▸ **Input records**:
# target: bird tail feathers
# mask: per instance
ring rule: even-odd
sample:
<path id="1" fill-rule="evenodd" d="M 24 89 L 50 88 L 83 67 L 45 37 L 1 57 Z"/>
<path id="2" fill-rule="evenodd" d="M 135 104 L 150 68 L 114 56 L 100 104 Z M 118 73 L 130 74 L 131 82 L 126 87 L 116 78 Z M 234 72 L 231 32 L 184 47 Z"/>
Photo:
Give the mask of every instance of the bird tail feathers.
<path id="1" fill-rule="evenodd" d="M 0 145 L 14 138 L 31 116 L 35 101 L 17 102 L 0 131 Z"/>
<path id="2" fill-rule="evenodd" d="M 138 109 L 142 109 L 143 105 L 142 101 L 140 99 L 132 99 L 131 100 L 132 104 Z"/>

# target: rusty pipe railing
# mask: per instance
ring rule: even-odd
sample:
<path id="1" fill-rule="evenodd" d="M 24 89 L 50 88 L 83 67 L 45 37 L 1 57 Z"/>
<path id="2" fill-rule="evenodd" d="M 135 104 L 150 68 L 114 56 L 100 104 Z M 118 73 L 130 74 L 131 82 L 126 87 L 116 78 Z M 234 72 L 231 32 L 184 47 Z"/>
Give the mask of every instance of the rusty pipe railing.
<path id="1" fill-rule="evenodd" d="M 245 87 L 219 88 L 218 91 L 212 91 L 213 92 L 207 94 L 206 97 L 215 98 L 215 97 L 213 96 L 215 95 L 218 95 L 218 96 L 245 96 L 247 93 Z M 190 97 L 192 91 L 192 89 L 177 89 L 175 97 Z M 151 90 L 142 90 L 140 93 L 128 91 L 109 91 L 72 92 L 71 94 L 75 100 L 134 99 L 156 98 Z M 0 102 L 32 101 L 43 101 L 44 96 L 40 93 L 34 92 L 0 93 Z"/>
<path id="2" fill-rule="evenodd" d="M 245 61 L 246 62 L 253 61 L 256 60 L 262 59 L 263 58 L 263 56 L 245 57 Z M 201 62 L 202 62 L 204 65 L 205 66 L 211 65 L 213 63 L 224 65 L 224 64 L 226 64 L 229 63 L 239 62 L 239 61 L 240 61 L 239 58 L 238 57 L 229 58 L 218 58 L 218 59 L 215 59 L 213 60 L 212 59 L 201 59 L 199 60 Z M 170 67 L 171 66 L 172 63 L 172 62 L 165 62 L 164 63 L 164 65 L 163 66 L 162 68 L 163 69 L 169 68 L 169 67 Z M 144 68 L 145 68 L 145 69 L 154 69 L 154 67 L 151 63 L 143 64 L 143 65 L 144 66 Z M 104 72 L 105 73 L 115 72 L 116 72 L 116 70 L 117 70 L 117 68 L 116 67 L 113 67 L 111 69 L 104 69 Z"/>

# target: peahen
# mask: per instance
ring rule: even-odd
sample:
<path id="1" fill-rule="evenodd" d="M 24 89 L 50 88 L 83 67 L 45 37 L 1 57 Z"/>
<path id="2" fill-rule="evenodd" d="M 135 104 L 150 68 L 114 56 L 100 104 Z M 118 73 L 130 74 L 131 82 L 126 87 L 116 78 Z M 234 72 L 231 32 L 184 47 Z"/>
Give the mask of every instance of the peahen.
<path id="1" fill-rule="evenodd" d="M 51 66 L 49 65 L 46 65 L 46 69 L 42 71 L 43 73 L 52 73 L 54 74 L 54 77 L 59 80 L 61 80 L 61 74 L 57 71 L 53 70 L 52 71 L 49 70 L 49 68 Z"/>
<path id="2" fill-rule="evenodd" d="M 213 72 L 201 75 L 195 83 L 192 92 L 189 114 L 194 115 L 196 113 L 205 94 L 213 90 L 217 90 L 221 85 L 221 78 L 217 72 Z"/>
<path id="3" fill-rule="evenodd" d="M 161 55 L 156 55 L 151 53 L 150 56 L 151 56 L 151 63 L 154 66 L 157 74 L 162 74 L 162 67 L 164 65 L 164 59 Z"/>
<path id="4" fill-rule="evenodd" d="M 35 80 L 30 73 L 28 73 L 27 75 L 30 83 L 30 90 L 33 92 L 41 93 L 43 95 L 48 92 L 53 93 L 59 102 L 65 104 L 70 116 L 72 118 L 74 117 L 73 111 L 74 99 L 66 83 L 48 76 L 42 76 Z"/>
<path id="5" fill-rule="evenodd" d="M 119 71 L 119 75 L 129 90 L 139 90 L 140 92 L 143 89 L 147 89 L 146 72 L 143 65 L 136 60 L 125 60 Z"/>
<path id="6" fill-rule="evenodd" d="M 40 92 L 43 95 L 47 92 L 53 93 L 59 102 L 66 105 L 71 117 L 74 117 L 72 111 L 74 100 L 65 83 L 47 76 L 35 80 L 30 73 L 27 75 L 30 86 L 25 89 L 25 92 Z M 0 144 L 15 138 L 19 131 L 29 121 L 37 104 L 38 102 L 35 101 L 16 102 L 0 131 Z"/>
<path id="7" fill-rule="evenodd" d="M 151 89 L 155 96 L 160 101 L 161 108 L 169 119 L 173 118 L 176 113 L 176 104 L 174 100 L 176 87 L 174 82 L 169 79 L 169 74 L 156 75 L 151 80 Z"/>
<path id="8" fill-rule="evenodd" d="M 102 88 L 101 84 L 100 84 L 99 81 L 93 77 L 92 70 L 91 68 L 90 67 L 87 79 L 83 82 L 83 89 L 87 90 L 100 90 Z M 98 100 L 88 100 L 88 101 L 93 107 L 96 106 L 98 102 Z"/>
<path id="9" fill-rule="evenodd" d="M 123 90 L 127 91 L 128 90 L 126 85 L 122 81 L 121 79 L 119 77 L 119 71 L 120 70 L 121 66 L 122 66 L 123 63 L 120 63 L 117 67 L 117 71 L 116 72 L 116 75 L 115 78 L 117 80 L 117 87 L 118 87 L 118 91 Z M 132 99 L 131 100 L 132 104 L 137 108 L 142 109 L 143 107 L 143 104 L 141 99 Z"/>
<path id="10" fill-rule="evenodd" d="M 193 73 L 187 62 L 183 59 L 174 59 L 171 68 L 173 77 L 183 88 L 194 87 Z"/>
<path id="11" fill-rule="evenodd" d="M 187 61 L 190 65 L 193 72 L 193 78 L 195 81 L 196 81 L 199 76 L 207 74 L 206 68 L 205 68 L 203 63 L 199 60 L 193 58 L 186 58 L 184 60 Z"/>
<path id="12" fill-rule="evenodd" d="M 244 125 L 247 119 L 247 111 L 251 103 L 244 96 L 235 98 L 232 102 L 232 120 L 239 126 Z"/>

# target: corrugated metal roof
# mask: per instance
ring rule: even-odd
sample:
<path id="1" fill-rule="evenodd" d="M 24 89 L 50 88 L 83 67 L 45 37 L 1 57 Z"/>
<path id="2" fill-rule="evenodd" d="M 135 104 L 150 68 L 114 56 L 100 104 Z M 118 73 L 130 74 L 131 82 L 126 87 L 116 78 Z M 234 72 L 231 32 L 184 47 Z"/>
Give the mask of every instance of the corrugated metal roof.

▸ **Instructions to follow**:
Please swap "Give the mask" for "Return the mask" throughout the data above, and reproduce every other line unchanged.

▸ **Full output**:
# target: bird tail feathers
# mask: per instance
ring rule: even-odd
sample:
<path id="1" fill-rule="evenodd" d="M 24 89 L 50 88 L 83 67 L 45 37 L 1 57 Z"/>
<path id="2" fill-rule="evenodd" d="M 135 104 L 150 68 L 114 56 L 100 104 Z M 118 73 L 130 74 L 131 82 L 126 87 L 116 78 Z M 234 72 L 231 32 L 184 47 Z"/>
Photo:
Return the mask of every instance of the bird tail feathers.
<path id="1" fill-rule="evenodd" d="M 0 145 L 14 138 L 31 116 L 35 101 L 17 102 L 0 131 Z"/>
<path id="2" fill-rule="evenodd" d="M 138 109 L 142 109 L 143 105 L 142 101 L 140 99 L 132 99 L 131 100 L 132 104 Z"/>

# target: rusty pipe railing
# mask: per instance
ring rule: even-odd
sample:
<path id="1" fill-rule="evenodd" d="M 24 89 L 50 88 L 83 67 L 45 37 L 1 57 Z"/>
<path id="2" fill-rule="evenodd" d="M 135 104 L 150 68 L 114 56 L 100 104 Z M 118 73 L 130 74 L 131 82 L 126 87 L 116 78 Z M 234 72 L 231 32 L 184 47 Z"/>
Return the mask of every instance of the rusty pipe railing.
<path id="1" fill-rule="evenodd" d="M 245 87 L 219 88 L 218 91 L 212 91 L 213 92 L 207 94 L 206 97 L 215 98 L 215 97 L 213 96 L 215 95 L 218 95 L 218 96 L 245 96 L 247 93 Z M 190 97 L 192 91 L 192 89 L 177 89 L 175 97 Z M 151 90 L 142 90 L 140 93 L 128 91 L 109 91 L 72 92 L 71 94 L 75 100 L 134 99 L 156 98 Z M 0 102 L 32 101 L 43 101 L 44 96 L 40 93 L 34 92 L 0 93 Z"/>
<path id="2" fill-rule="evenodd" d="M 245 61 L 246 62 L 253 61 L 256 60 L 262 59 L 263 58 L 263 56 L 245 57 Z M 201 62 L 202 62 L 204 65 L 205 66 L 211 65 L 213 63 L 224 65 L 224 64 L 226 64 L 229 63 L 239 62 L 239 61 L 240 61 L 239 58 L 238 57 L 229 58 L 218 58 L 218 59 L 215 59 L 213 60 L 212 59 L 201 59 L 199 60 Z M 170 67 L 171 66 L 172 63 L 172 62 L 165 62 L 164 63 L 164 65 L 163 66 L 162 68 L 163 69 L 169 68 L 169 67 Z M 144 68 L 145 68 L 145 69 L 154 69 L 154 67 L 151 63 L 143 64 L 143 65 L 144 66 Z M 104 72 L 105 73 L 115 72 L 116 72 L 116 70 L 117 70 L 117 68 L 116 67 L 113 67 L 111 69 L 104 69 Z"/>

# target: peahen
# mask: per instance
ring rule: even-odd
sample:
<path id="1" fill-rule="evenodd" d="M 24 89 L 50 88 L 83 67 L 45 37 L 1 57 Z"/>
<path id="2" fill-rule="evenodd" d="M 135 104 L 150 68 L 114 56 L 100 104 Z M 118 73 L 130 74 L 131 82 L 126 87 L 116 78 Z M 234 72 L 231 32 L 184 47 Z"/>
Return the mask of every instance of the peahen.
<path id="1" fill-rule="evenodd" d="M 51 66 L 49 65 L 46 65 L 46 69 L 42 71 L 43 73 L 52 73 L 54 74 L 54 77 L 59 80 L 61 80 L 61 74 L 57 71 L 53 70 L 52 71 L 49 70 L 49 68 Z"/>
<path id="2" fill-rule="evenodd" d="M 213 72 L 201 75 L 195 83 L 192 92 L 189 114 L 194 115 L 196 113 L 205 94 L 213 90 L 217 90 L 221 85 L 221 78 L 217 72 Z"/>
<path id="3" fill-rule="evenodd" d="M 161 55 L 156 55 L 151 53 L 150 56 L 151 56 L 151 63 L 154 66 L 157 74 L 162 74 L 162 67 L 164 65 L 164 59 Z"/>
<path id="4" fill-rule="evenodd" d="M 35 80 L 30 73 L 28 73 L 27 75 L 30 83 L 30 90 L 33 92 L 41 93 L 43 95 L 48 92 L 53 93 L 59 102 L 65 104 L 70 116 L 72 118 L 74 117 L 73 111 L 74 99 L 66 83 L 48 76 L 42 76 Z"/>
<path id="5" fill-rule="evenodd" d="M 119 71 L 119 75 L 129 90 L 139 90 L 140 92 L 143 89 L 147 89 L 146 72 L 143 65 L 136 60 L 125 60 Z"/>
<path id="6" fill-rule="evenodd" d="M 40 92 L 43 95 L 47 92 L 53 93 L 59 102 L 66 105 L 71 117 L 74 117 L 72 111 L 74 100 L 65 83 L 47 76 L 35 80 L 30 73 L 27 75 L 30 86 L 25 89 L 25 92 Z M 0 144 L 15 138 L 19 131 L 29 121 L 37 104 L 38 102 L 35 101 L 16 102 L 0 131 Z"/>
<path id="7" fill-rule="evenodd" d="M 151 89 L 155 96 L 160 101 L 161 108 L 169 119 L 173 118 L 176 113 L 176 104 L 174 100 L 176 87 L 174 82 L 169 79 L 169 74 L 156 75 L 151 80 Z"/>
<path id="8" fill-rule="evenodd" d="M 102 88 L 101 84 L 100 84 L 99 81 L 93 77 L 92 70 L 91 68 L 90 67 L 87 79 L 83 82 L 83 89 L 87 90 L 100 90 Z M 98 100 L 88 100 L 88 101 L 93 107 L 96 106 L 98 102 Z"/>
<path id="9" fill-rule="evenodd" d="M 123 90 L 127 91 L 128 90 L 126 85 L 122 81 L 121 79 L 119 77 L 119 71 L 120 70 L 121 66 L 122 66 L 123 63 L 120 63 L 117 67 L 117 71 L 116 72 L 116 75 L 115 78 L 117 80 L 117 87 L 118 87 L 118 91 Z M 132 99 L 131 100 L 132 104 L 137 108 L 142 109 L 143 107 L 143 104 L 141 99 Z"/>
<path id="10" fill-rule="evenodd" d="M 193 73 L 187 62 L 183 59 L 174 59 L 171 68 L 173 77 L 183 88 L 194 87 Z"/>
<path id="11" fill-rule="evenodd" d="M 187 61 L 190 65 L 193 72 L 193 78 L 195 81 L 196 81 L 199 76 L 207 74 L 206 68 L 205 68 L 203 63 L 199 60 L 193 58 L 186 58 L 184 60 Z"/>
<path id="12" fill-rule="evenodd" d="M 244 125 L 247 119 L 247 111 L 251 103 L 244 96 L 235 98 L 232 102 L 232 120 L 239 126 Z"/>

# target: corrugated metal roof
# mask: per instance
ring rule: even-odd
sample:
<path id="1" fill-rule="evenodd" d="M 24 89 L 50 88 L 83 67 L 45 37 L 1 57 Z"/>
<path id="2" fill-rule="evenodd" d="M 135 104 L 150 68 L 114 56 L 100 104 Z M 118 73 L 130 74 L 131 82 L 126 87 L 116 78 Z M 234 72 L 231 32 L 184 47 Z"/>
Return the mask of every instance of the corrugated metal roof.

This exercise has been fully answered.